**DATASET RECORDS:**
○ ○ ○ ○

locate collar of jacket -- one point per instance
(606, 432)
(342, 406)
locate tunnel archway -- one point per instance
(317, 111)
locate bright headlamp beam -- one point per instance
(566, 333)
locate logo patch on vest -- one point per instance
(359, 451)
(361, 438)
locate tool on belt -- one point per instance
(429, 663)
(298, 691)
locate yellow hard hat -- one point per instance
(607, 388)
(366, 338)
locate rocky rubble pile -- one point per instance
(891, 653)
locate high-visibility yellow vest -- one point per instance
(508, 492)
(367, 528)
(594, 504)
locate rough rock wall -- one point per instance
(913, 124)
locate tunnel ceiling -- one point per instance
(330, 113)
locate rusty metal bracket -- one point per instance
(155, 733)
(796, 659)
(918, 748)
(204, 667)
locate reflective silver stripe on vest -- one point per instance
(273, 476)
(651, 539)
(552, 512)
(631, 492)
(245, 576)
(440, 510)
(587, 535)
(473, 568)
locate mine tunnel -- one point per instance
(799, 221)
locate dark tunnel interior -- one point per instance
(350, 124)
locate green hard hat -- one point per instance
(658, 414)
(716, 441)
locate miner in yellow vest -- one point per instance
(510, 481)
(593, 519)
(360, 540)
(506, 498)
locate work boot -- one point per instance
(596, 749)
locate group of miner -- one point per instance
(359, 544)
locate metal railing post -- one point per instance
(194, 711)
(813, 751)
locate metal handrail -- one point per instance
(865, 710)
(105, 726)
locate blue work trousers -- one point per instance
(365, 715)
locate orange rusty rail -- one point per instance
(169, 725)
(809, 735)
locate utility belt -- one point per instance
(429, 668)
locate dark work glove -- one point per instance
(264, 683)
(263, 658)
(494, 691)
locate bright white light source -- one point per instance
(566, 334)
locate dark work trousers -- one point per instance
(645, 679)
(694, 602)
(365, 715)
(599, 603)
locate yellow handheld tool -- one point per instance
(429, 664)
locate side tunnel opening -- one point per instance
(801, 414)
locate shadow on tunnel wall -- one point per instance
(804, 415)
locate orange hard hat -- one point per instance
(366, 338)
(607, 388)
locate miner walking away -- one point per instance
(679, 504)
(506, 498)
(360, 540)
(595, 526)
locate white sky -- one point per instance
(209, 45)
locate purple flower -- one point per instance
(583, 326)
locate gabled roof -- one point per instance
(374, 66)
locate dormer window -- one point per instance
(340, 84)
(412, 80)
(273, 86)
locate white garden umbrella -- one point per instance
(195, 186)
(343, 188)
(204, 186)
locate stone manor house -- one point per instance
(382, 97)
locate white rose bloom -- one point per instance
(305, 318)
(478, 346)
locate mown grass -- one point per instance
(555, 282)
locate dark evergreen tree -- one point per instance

○ ○ ○ ○

**PROBLEM DETAILS:**
Make an exact copy of the data above.

**OUTPUT BELOW:**
locate collar of jacket -- one point per instance
(606, 432)
(342, 406)
locate tunnel archway -- one point per instance
(317, 111)
locate bright headlamp beam -- one point per instance
(566, 333)
locate logo patch on vest -- one point per instance
(359, 451)
(361, 438)
locate tool on belt -- one point per instance
(429, 663)
(298, 691)
locate yellow hard hat -- one point per instance
(607, 388)
(366, 338)
locate rocky rubble pile -- one point per instance
(891, 653)
locate high-visibility yellow vest -- one point per instance
(508, 492)
(367, 528)
(594, 504)
locate rough rock wall -- one point per instance
(913, 124)
locate tunnel ceiling -- one point per instance
(330, 113)
locate rusty metal bracket -- one point per instance
(155, 733)
(796, 659)
(918, 748)
(204, 667)
locate reflective silver stripe on vest -- one point per instance
(273, 476)
(651, 539)
(552, 512)
(631, 492)
(245, 576)
(440, 510)
(587, 535)
(473, 568)
locate mine tunnel -- one point per instance
(799, 221)
locate dark tunnel interior -- one point per instance
(350, 124)
locate green hard hat -- one point per instance
(658, 414)
(716, 441)
locate miner in yellow vest -- one point per instance
(510, 481)
(593, 519)
(360, 540)
(506, 498)
locate work boot -- one point per instance
(596, 749)
locate group of miner -- one point per instance
(359, 544)
locate metal railing post -- one point per instance
(194, 711)
(813, 751)
locate metal handrail -- one point per instance
(865, 710)
(105, 726)
locate blue work trousers -- one point per instance
(365, 715)
locate orange rusty rail -- one point per instance
(169, 725)
(809, 735)
locate utility belt -- one point per instance
(429, 668)
locate dark work glove -- one point per instance
(264, 683)
(263, 658)
(494, 691)
locate bright white light source -- one point per instance
(566, 334)
locate dark work trousers -- one point per instance
(645, 679)
(694, 602)
(365, 715)
(599, 603)
locate yellow handheld tool -- one point per instance
(429, 664)
locate side tunnel opening -- one point per instance
(801, 414)
locate shadow on tunnel wall -- one point per instance
(804, 415)
locate orange hard hat -- one point per instance
(366, 338)
(607, 388)
locate miner walking away -- one point per instance
(679, 504)
(506, 498)
(360, 540)
(595, 526)
locate white sky -- one point per instance
(209, 45)
locate purple flower -- one point per instance
(583, 326)
locate gabled roof -- one point per instance
(374, 66)
locate dormer window -- one point per instance
(340, 84)
(412, 80)
(273, 86)
locate white garden umbrella -- one point per instance
(195, 186)
(343, 188)
(204, 186)
locate stone manor house -- one point per instance
(382, 97)
locate white rose bloom -- one point per instance
(305, 318)
(478, 346)
locate mown grass -- one point per instance
(555, 282)
locate dark evergreen tree -- one point per instance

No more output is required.